> **RECORD SET**:
┌──

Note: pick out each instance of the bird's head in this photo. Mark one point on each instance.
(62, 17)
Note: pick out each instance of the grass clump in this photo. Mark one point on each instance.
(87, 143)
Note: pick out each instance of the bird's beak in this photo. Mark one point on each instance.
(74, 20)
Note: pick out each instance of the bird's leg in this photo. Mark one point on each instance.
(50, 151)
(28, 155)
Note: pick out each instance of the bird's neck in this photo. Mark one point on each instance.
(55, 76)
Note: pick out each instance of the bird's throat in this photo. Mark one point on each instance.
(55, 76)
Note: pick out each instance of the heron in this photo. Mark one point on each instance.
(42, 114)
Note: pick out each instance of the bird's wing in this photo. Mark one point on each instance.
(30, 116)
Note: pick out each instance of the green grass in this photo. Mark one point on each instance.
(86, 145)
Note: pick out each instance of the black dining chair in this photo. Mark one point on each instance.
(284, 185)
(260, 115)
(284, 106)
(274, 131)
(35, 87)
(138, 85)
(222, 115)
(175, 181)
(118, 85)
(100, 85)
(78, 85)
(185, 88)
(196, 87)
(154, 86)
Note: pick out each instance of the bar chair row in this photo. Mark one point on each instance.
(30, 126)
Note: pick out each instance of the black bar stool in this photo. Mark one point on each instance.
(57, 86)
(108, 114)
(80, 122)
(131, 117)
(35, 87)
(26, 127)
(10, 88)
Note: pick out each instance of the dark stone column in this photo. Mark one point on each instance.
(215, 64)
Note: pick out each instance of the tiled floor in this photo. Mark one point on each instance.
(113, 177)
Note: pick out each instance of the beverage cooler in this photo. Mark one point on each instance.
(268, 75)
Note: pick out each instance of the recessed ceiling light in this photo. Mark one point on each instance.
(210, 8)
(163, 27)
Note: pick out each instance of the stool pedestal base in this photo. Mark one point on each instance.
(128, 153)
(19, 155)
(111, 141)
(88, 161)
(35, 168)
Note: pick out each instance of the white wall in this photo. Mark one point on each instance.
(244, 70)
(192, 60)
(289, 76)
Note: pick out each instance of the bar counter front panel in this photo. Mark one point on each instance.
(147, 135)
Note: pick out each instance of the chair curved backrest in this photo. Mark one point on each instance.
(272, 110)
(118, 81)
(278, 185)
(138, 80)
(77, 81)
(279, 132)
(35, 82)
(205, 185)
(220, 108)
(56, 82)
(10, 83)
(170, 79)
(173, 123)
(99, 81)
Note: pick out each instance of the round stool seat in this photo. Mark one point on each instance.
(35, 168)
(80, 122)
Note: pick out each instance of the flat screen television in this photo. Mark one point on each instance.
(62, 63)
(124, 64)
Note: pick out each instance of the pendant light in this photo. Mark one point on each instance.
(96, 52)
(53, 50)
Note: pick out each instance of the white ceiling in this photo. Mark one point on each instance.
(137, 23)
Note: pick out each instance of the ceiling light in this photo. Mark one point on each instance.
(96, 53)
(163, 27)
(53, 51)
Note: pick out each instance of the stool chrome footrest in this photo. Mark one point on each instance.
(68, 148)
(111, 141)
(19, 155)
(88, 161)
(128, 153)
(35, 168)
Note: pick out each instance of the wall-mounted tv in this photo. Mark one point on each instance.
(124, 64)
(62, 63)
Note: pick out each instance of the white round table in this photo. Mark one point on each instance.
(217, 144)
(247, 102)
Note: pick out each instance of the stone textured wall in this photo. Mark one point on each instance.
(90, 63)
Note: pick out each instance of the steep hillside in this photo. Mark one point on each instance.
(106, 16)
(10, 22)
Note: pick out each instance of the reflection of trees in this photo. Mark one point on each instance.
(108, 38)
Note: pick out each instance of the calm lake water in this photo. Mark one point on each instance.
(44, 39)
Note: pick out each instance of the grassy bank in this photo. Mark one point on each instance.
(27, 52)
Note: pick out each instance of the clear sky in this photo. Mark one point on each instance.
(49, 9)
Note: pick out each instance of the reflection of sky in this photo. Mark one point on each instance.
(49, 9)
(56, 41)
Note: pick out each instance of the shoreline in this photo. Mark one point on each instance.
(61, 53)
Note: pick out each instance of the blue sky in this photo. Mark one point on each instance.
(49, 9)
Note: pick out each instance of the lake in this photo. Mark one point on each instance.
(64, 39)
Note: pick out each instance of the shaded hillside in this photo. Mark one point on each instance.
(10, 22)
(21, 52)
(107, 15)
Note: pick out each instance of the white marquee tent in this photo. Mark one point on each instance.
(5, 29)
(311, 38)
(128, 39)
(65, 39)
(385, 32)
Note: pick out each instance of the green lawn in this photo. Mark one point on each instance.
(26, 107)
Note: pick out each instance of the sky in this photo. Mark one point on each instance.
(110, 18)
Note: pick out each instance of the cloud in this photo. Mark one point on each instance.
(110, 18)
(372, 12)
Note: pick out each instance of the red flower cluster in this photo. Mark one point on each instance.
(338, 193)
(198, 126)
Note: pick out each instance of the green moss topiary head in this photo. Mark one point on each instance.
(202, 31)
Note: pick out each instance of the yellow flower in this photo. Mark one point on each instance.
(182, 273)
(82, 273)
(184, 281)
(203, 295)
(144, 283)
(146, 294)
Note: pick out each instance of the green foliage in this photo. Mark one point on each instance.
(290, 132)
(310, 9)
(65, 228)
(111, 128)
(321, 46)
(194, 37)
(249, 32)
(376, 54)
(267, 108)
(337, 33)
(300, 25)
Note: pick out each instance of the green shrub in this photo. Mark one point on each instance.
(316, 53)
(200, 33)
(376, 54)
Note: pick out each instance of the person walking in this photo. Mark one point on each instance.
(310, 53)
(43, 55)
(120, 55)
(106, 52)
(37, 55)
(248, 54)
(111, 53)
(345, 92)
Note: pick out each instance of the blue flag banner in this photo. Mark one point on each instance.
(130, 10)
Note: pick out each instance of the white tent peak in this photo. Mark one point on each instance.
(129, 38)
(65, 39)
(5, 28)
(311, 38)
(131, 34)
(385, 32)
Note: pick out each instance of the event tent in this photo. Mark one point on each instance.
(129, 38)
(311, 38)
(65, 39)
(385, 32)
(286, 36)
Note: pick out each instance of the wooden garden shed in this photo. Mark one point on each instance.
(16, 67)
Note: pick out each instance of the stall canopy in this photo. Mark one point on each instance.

└──

> **TASK TO CARRY OUT**: Copy every row above word for word, without changing anything.

> **RESPONSE**:
Note: pick out each instance of the bird's head in this photo. Mark one point on each instance.
(62, 17)
Note: pick out each instance of the grass clump in this photo. Mark one point on each instance.
(87, 143)
Note: pick out each instance of the bird's beak in this photo. Mark one point on each instance.
(74, 20)
Note: pick out each instance of the bird's leg in this photo. Mark one point on each instance.
(50, 151)
(28, 155)
Note: pick out each instance of the bird's neck in this photo. Mark one point on each instance.
(55, 76)
Note: pick out each instance of the bird's throat in this photo. Mark one point on each instance.
(55, 76)
Note: pick out each instance of the heron in this photo. Mark one point on each instance.
(42, 114)
Note: pick out each instance of the bird's wing in this photo. Mark one point on each instance.
(30, 116)
Note: pick out each instance of the green grass in this photo. Mark one point on each instance.
(86, 145)
Note: pick out each instance of the black dining chair in this photo. Mark one point on each instance.
(284, 185)
(260, 115)
(284, 106)
(274, 131)
(35, 87)
(138, 85)
(222, 115)
(175, 181)
(118, 85)
(100, 85)
(78, 85)
(185, 88)
(196, 87)
(154, 86)
Note: pick out each instance of the bar chair row in this photo. Mark one point on each instance.
(30, 126)
Note: pick out each instance of the black bar stool in this photo. Mark one point on each instance.
(57, 86)
(108, 114)
(80, 122)
(131, 117)
(35, 87)
(26, 127)
(10, 88)
Note: pick out each instance of the dark stone column in this photo. Mark one point on each instance.
(215, 64)
Note: pick out each instance of the tiled floor in this photo. Mark one point on each instance.
(113, 177)
Note: pick out each instance of the beverage cooler in this photo. Mark one point on each instance.
(268, 75)
Note: pick out each instance of the recessed ceiling light in this photo. Mark one point on each instance.
(210, 8)
(163, 27)
Note: pick out each instance of the stool pedestal base in this photo. Mark one point on each instance.
(128, 153)
(19, 155)
(111, 141)
(88, 161)
(35, 168)
Note: pick out each instance of the white wall in this photo. Mark one point on each instance.
(244, 70)
(192, 60)
(289, 76)
Note: pick out each instance of the bar counter front panel in this photo. Mark one point on each instance.
(147, 135)
Note: pick out each instance of the chair curved backrest in this photo. Mark one point on each instance.
(272, 110)
(118, 81)
(278, 185)
(138, 80)
(77, 81)
(279, 132)
(35, 82)
(205, 185)
(220, 108)
(56, 82)
(10, 83)
(170, 79)
(173, 123)
(99, 81)
Note: pick out each instance of the round stool seat in this photo. Mark one point on each instance.
(35, 168)
(80, 122)
Note: pick out each instance of the flat screen television in this photo. Mark one point on each instance.
(62, 63)
(124, 64)
Note: pick out each instance of the pendant light in this photo. Mark one point on each instance.
(96, 52)
(53, 50)
Note: pick out each instance of the white ceiling in this photo. Mark one point on each instance.
(137, 23)
Note: pick out each instance of the ceiling light in this photo. Mark one point on each instance.
(96, 53)
(163, 27)
(53, 51)
Note: pick out each instance of the stool chrome footrest in this photo. Mark one point on each instance.
(68, 148)
(111, 141)
(19, 155)
(88, 161)
(128, 153)
(35, 168)
Note: pick out each instance of the wall-mounted tv in this photo. Mark one point on each instance.
(124, 64)
(62, 63)
Note: pick out each instance of the white round table in this photo. Mark one point on each instance.
(217, 144)
(247, 102)
Note: pick out each instance of the stone textured wall in this photo. Mark one point on each instance.
(90, 63)
Note: pick out each instance of the steep hillside in this photo. Mark one point on each instance.
(106, 16)
(10, 22)
Note: pick out each instance of the reflection of trees in this photo. Mark one point on each instance.
(108, 38)
Note: pick out each instance of the calm lake water in this photo. Mark one point on each instance.
(44, 39)
Note: pick out each instance of the grassy bank in this photo. Mark one point on each instance.
(27, 52)
Note: pick out each instance of the clear sky in this photo. Mark one point on each instance.
(49, 9)
Note: pick out each instance of the reflection of sky in this photo. Mark one point on each instance.
(49, 9)
(56, 41)
Note: pick out each instance of the shoreline in this photo. Mark one point on each instance.
(61, 53)
Note: pick out each instance of the blue sky in this photo. Mark one point on each instance.
(49, 9)
Note: pick out each instance of the lake in this photo. Mark one point on each instance.
(64, 39)
Note: pick out each instance of the shaded hillside in this photo. Mark one point on each instance.
(10, 22)
(21, 52)
(107, 15)
Note: pick out each instance of the white marquee tent in this photo. Mark one point on each instance.
(5, 29)
(311, 38)
(128, 39)
(65, 39)
(385, 32)
Note: pick out each instance of the green lawn in this photo. Mark one point on each instance.
(26, 107)
Note: pick out each instance of the sky in this photo. Mark one point on each instance.
(110, 18)
Note: pick out each instance of the cloud in this photo. Mark one point on each instance.
(110, 18)
(372, 12)
Note: pick out each instance of the red flower cluster in this photo. Mark one point on each instance.
(338, 193)
(198, 126)
Note: pick out each instance of the green moss topiary head in this photo. Mark one point on each instance.
(202, 31)
Note: pick out each instance of the yellow flower in this photo. Mark one point on each instance.
(182, 273)
(82, 273)
(184, 281)
(203, 295)
(144, 283)
(146, 294)
Note: pick out each instance of the green foliage in this photo. Mark one point on each instance.
(290, 132)
(310, 9)
(65, 228)
(111, 128)
(321, 46)
(194, 37)
(249, 32)
(376, 54)
(267, 108)
(337, 33)
(300, 25)
Note: pick out each instance of the green shrub in this photo. Mark one point on each instance.
(316, 53)
(200, 33)
(376, 54)
Note: pick out each instance of the person walking in this photo. Mark one point on each instance.
(310, 53)
(43, 55)
(120, 55)
(106, 52)
(37, 55)
(248, 54)
(111, 53)
(345, 92)
Note: pick out each instance of the blue flag banner in this photo. Mark one point on each instance.
(130, 10)
Note: pick out each instance of the white tent peak in this photo. Mark one point on each instance.
(129, 38)
(65, 39)
(5, 28)
(311, 38)
(131, 34)
(385, 32)
Note: pick out each instance of the event tent in this photo. Mark one point on each instance.
(129, 38)
(311, 38)
(65, 39)
(385, 32)
(286, 36)
Note: pick out each instance of the wooden garden shed in this photo. Mark one point on each instance.
(16, 67)
Note: pick out each instance of the stall canopy in this photo. Mark one point on each instance.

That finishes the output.